Stored data
○ ○ ○ ○ ○
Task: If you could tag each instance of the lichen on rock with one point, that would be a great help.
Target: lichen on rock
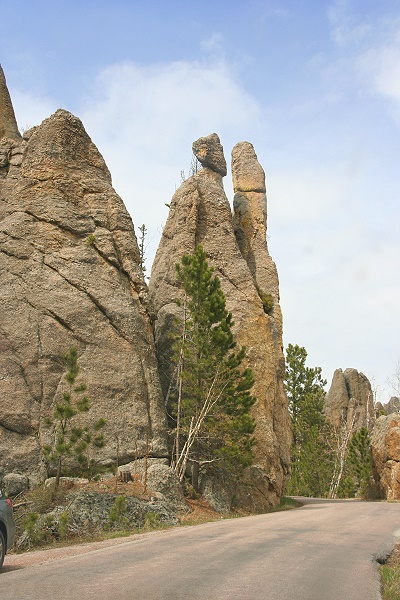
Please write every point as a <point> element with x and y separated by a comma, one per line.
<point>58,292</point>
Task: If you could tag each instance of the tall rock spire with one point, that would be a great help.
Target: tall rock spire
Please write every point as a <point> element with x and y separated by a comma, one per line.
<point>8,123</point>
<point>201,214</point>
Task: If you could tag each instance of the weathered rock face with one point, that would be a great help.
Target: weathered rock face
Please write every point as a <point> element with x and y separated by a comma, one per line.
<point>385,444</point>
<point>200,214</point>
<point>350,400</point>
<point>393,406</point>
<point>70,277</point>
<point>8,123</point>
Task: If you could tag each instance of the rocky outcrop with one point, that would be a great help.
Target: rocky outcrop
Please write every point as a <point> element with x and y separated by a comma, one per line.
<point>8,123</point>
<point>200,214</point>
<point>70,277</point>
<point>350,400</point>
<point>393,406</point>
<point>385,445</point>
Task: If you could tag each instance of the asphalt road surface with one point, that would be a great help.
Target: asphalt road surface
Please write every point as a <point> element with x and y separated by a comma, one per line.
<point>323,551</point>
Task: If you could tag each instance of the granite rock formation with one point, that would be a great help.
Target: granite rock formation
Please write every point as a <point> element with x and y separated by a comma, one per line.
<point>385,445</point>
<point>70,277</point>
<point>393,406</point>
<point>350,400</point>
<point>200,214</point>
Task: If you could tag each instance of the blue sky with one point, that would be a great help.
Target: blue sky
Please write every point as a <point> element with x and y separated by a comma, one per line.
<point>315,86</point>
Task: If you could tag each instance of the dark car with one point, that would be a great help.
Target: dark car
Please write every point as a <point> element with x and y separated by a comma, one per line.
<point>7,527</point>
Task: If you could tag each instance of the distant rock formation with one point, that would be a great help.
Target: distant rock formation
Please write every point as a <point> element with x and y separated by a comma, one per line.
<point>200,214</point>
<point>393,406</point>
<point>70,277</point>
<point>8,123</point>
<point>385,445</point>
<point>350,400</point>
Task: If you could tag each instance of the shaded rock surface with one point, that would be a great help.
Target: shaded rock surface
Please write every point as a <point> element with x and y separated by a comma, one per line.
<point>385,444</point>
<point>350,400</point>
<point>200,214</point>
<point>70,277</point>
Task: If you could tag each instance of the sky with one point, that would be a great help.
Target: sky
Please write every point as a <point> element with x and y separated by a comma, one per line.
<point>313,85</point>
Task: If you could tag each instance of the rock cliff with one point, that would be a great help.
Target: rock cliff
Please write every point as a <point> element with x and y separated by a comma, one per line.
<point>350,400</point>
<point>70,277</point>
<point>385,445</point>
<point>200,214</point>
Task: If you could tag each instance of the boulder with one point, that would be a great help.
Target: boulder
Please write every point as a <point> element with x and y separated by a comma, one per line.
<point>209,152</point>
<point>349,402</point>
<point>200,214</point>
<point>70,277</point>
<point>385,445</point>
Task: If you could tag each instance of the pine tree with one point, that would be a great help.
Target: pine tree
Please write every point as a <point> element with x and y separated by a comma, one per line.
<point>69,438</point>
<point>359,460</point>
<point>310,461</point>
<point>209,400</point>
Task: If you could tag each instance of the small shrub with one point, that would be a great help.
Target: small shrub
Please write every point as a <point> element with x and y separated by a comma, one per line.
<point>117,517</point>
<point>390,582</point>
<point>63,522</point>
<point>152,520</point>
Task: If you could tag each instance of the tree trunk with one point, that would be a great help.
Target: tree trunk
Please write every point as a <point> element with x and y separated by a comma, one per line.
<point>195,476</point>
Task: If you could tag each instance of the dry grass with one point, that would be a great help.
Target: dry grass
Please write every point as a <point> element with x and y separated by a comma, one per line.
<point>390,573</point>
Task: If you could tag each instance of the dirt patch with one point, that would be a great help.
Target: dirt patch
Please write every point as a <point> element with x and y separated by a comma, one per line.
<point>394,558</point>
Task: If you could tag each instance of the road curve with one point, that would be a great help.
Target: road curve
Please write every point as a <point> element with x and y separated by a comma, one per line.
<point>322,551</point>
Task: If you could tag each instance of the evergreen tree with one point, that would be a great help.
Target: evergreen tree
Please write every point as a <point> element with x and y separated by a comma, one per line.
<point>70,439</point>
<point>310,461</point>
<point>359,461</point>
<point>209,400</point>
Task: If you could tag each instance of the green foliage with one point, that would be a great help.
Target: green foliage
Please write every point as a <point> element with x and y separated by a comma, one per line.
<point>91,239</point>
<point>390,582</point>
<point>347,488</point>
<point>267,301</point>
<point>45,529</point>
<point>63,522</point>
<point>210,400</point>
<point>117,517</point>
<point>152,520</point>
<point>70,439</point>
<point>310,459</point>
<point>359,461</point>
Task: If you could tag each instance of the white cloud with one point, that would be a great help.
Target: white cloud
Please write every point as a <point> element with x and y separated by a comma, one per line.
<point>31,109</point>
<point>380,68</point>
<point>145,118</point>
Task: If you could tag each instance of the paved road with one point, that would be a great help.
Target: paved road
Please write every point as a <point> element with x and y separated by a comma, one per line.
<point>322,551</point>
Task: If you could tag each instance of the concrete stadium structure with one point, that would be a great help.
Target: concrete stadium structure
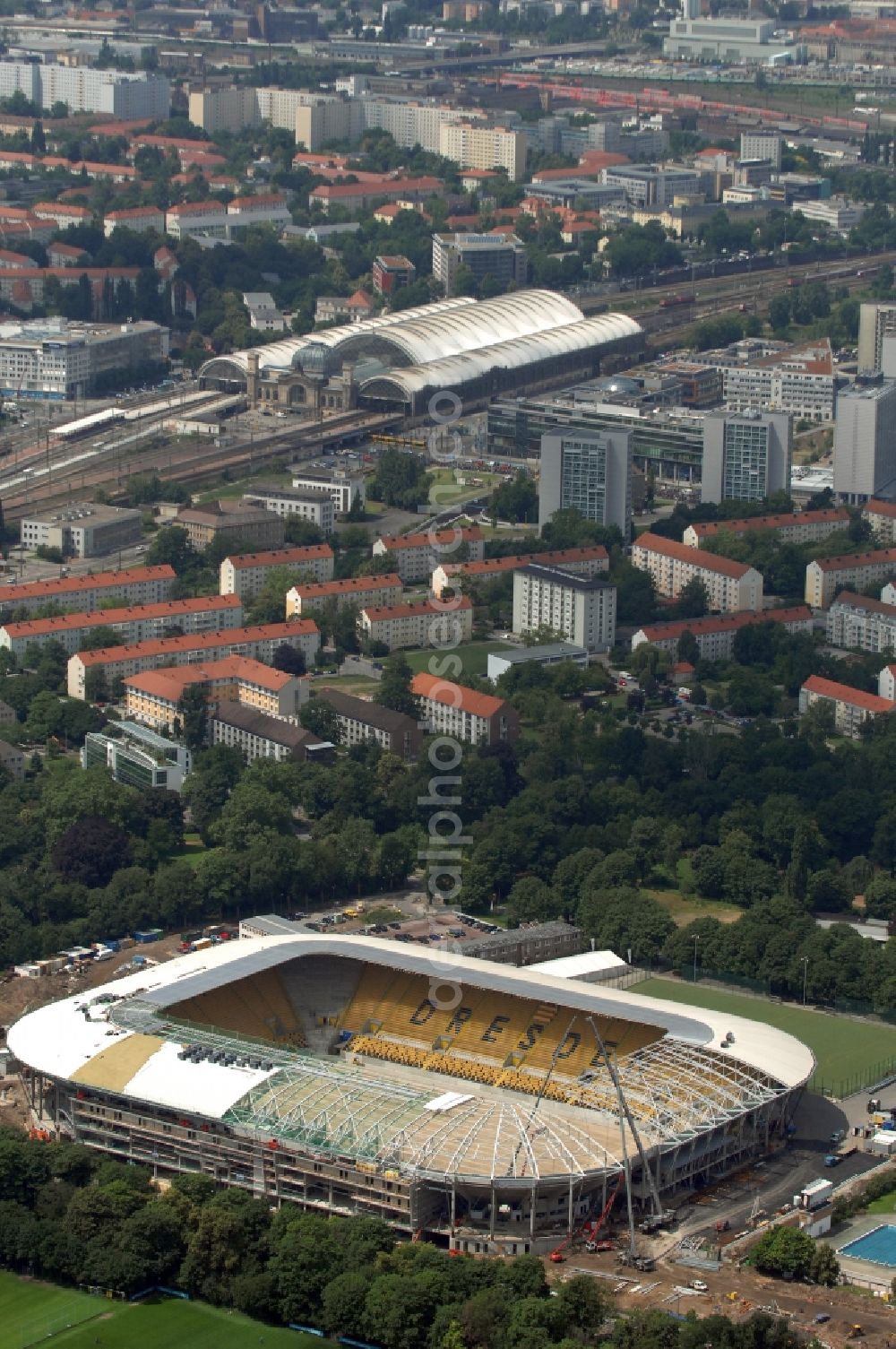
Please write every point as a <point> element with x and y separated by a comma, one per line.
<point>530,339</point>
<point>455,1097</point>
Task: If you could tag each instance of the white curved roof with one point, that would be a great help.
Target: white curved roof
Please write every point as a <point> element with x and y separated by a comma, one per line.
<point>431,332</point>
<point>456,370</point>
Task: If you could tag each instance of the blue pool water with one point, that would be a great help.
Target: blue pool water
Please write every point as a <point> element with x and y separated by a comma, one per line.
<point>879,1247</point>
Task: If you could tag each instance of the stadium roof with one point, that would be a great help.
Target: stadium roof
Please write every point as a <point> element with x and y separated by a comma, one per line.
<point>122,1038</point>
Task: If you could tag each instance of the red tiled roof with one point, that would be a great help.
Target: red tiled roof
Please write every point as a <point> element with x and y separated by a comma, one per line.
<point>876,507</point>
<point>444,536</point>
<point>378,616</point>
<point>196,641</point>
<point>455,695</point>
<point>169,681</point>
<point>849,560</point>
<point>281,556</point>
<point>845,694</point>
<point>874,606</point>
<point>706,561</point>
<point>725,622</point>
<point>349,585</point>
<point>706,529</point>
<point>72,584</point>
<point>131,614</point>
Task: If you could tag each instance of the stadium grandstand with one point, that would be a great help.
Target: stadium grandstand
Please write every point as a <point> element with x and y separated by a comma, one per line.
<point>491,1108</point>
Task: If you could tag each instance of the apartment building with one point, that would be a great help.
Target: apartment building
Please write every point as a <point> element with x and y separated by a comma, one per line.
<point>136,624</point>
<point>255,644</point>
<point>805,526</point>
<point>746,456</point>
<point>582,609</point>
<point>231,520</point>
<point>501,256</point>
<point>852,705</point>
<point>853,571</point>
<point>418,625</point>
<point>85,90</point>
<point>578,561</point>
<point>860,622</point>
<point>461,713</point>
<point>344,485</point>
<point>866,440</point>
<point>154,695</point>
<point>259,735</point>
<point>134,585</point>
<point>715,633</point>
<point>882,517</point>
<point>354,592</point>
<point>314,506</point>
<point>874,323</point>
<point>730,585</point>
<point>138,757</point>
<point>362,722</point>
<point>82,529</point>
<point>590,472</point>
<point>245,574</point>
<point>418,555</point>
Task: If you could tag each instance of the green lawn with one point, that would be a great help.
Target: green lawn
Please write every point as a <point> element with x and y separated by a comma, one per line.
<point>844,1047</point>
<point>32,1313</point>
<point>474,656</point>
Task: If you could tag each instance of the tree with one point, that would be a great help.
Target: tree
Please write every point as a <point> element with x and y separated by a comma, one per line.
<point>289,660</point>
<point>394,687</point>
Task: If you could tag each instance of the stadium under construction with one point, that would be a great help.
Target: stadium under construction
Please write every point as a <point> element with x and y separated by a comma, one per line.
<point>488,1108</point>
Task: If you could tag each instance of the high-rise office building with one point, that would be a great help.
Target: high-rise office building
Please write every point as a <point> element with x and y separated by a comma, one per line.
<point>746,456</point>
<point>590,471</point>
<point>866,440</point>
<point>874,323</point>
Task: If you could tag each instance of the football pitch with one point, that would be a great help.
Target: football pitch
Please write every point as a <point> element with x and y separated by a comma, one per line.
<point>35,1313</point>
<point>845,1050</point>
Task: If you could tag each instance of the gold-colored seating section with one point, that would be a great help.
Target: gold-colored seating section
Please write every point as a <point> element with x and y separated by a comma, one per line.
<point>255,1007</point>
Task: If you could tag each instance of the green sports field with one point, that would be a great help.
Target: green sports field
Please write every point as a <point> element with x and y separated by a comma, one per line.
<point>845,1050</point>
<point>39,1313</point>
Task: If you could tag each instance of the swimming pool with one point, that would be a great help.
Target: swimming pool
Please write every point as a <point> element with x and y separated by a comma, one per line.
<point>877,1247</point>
○ ○ ○ ○ ○
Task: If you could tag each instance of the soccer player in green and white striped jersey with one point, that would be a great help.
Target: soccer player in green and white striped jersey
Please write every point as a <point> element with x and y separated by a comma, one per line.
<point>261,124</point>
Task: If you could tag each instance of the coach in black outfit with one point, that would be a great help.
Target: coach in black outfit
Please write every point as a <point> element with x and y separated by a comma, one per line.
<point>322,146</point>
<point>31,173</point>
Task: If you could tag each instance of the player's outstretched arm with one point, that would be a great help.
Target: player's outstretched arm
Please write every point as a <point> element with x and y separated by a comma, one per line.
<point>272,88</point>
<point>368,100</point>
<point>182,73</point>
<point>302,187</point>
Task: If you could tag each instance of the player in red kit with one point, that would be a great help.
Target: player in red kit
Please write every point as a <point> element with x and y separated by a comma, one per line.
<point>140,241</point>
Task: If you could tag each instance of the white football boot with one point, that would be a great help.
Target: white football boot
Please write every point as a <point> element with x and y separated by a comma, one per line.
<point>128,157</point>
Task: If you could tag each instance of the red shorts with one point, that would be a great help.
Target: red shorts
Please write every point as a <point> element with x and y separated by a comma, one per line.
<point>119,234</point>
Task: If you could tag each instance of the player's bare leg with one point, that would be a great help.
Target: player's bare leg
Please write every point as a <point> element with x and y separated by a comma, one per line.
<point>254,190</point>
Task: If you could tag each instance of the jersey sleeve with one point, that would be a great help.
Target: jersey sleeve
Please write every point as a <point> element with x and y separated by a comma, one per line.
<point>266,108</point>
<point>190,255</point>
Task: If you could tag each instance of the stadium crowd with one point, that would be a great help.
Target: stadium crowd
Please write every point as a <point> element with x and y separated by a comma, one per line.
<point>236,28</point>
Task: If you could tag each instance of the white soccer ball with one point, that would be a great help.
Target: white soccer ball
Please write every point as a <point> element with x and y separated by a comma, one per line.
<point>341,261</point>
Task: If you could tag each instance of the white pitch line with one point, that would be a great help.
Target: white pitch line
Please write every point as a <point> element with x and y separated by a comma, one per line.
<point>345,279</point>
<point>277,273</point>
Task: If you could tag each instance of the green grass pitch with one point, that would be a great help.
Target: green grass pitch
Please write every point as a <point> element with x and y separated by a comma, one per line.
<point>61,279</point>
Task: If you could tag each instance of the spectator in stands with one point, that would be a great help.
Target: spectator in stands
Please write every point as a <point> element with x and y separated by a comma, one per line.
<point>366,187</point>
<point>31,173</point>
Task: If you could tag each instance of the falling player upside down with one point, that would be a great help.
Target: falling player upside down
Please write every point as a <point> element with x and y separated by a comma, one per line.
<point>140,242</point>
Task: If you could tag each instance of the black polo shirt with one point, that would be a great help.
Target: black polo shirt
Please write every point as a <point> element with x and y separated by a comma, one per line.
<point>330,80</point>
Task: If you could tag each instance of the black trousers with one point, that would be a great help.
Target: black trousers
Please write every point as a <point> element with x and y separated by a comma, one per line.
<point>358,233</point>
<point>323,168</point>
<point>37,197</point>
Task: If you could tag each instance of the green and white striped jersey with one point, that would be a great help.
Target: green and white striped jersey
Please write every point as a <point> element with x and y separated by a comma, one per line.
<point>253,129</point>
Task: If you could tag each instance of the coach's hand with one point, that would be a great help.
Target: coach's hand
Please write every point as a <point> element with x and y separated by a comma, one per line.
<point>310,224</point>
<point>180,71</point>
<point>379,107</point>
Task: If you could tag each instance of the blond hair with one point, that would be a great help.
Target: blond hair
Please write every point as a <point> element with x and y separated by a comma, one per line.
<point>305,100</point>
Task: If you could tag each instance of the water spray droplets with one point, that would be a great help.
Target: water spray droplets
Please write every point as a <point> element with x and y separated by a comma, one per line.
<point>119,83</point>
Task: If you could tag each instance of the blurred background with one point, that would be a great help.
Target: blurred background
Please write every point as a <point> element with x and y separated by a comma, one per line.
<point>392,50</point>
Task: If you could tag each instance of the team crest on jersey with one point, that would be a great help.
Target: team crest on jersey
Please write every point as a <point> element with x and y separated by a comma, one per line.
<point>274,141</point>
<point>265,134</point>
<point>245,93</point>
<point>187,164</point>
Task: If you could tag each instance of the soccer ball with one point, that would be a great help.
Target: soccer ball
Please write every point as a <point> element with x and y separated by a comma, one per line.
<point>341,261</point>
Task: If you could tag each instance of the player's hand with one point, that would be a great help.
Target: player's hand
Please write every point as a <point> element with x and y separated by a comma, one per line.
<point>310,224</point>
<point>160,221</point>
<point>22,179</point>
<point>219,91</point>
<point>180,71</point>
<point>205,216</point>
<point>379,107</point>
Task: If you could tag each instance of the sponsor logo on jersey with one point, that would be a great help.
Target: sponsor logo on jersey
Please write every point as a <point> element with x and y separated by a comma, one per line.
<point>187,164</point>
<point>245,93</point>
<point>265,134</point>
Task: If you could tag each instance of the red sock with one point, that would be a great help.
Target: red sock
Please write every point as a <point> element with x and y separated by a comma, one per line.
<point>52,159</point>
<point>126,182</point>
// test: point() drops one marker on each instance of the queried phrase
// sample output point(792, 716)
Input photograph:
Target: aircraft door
○ ○ ○ ○ ○
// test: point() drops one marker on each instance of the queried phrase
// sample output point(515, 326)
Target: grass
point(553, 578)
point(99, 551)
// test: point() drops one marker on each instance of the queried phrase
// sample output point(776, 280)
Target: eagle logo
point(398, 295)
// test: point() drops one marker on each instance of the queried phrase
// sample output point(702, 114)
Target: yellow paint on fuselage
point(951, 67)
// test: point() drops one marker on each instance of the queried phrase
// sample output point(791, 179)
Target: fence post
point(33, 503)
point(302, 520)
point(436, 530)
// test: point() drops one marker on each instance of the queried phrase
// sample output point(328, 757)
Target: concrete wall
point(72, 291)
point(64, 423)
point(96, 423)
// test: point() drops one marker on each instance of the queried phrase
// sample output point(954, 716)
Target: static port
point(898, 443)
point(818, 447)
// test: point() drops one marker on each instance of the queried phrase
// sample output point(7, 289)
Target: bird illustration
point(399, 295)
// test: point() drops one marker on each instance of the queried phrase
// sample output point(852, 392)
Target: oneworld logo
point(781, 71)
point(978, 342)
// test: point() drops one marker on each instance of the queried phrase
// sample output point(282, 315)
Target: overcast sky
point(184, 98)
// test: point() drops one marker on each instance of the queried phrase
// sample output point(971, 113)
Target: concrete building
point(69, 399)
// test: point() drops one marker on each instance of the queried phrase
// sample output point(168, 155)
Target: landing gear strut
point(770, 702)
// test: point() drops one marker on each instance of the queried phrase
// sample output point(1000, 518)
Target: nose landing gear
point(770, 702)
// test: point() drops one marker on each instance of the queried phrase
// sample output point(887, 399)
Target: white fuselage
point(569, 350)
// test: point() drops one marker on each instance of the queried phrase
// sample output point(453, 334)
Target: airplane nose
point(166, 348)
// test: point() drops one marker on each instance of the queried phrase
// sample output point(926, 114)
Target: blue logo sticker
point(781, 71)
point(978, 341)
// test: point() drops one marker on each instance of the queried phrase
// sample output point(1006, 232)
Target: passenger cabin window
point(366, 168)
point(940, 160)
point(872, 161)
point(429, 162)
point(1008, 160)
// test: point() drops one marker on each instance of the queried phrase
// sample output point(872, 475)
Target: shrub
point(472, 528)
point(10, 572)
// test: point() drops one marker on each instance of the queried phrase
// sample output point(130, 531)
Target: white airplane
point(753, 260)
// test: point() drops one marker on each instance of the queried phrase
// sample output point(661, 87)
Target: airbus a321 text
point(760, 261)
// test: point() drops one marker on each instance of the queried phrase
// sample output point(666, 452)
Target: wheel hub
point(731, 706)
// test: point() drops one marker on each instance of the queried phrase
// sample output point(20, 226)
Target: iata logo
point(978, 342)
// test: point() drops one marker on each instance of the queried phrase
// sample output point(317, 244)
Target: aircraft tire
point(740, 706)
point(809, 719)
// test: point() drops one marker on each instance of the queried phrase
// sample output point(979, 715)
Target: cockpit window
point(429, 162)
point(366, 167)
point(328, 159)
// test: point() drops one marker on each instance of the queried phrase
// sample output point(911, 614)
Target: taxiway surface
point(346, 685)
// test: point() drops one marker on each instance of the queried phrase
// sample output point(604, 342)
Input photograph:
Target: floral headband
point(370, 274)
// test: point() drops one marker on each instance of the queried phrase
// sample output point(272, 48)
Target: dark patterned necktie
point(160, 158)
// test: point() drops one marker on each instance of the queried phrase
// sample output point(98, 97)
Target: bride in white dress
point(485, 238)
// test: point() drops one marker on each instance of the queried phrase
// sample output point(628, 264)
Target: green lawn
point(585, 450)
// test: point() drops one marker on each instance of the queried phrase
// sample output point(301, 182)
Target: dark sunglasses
○ ○ ○ ○ ○
> [WHAT YOU HAVE TO DO]: Respond with only the number of lines above that include the string "striped".

> [RESPONSE AREA]: 4